Copy the records below line for line, keeping every character unchanged.

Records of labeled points
◆ ◆ ◆ ◆
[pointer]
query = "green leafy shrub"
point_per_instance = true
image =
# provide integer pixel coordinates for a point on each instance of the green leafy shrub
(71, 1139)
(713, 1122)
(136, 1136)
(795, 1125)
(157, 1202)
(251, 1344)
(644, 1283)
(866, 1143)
◆ ◆ ◆ ◆
• ANSWER TO THE EXERCISE
[pointer]
query = "green leafy shrub"
point_per_instance = true
image =
# provide integer pixel coordinates for a point on each instance of the green leafy shrub
(71, 1139)
(713, 1122)
(136, 1136)
(795, 1125)
(157, 1202)
(251, 1344)
(644, 1283)
(866, 1143)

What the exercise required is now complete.